## DIRECTIONS FOR THIS TASK
Copy out the stretch of records below from the line containing "instance: [(597, 303)]" through the line containing "[(380, 83), (303, 53), (103, 73)]", changing "dropping" to "placing" and keeping everything else the same.

## INFORMATION SUPPLIED
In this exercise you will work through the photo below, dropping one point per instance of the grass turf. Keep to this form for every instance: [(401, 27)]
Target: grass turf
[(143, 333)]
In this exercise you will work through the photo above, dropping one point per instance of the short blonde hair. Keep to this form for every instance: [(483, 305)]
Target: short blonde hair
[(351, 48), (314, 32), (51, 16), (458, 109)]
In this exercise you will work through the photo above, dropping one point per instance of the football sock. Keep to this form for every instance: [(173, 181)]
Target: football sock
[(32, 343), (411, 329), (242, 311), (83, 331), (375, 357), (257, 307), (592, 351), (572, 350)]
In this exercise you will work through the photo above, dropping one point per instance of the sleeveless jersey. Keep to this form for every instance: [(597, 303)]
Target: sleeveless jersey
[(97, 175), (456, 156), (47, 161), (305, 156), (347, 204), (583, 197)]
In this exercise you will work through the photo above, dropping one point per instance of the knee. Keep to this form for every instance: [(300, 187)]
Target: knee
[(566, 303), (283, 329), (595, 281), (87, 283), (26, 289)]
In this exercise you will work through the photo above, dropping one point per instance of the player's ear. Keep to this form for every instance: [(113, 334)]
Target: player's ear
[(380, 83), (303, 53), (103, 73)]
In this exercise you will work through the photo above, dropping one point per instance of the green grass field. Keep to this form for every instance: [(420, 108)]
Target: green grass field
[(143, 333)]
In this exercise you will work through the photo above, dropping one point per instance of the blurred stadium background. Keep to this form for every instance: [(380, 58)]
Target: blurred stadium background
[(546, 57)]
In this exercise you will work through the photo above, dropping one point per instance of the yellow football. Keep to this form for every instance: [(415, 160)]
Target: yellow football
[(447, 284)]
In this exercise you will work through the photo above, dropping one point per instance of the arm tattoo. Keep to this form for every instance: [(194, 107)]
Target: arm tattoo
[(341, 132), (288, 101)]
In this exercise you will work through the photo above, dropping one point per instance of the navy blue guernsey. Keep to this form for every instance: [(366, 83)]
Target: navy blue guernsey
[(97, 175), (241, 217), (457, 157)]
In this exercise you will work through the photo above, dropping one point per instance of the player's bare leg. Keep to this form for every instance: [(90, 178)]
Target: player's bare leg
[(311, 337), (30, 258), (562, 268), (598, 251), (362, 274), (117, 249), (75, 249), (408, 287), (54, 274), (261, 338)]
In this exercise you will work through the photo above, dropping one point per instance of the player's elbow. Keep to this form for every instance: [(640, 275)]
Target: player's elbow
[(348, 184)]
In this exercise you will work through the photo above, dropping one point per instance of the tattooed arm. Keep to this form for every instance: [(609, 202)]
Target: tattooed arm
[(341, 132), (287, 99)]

## EXERCISE SOLUTION
In this exercise you will work through the photo above, placing one point per instance of the sleeveless jersey. Keep to this form for every instance: [(597, 303)]
Target: sleeveless jersey
[(97, 175), (456, 156), (47, 161), (305, 156), (347, 204), (583, 197)]
In this exercise you will work through the photo above, placing one point per instance of the knee. Keep to this form for every instance: [(300, 187)]
Target: knee
[(566, 303), (283, 329), (595, 281), (87, 283), (26, 289)]
In this exercise you will work through the photo above, placing one point per instance of the player's ear. Keep to this form for every instance: [(113, 334)]
Target: player's ear
[(380, 83), (303, 53), (103, 73)]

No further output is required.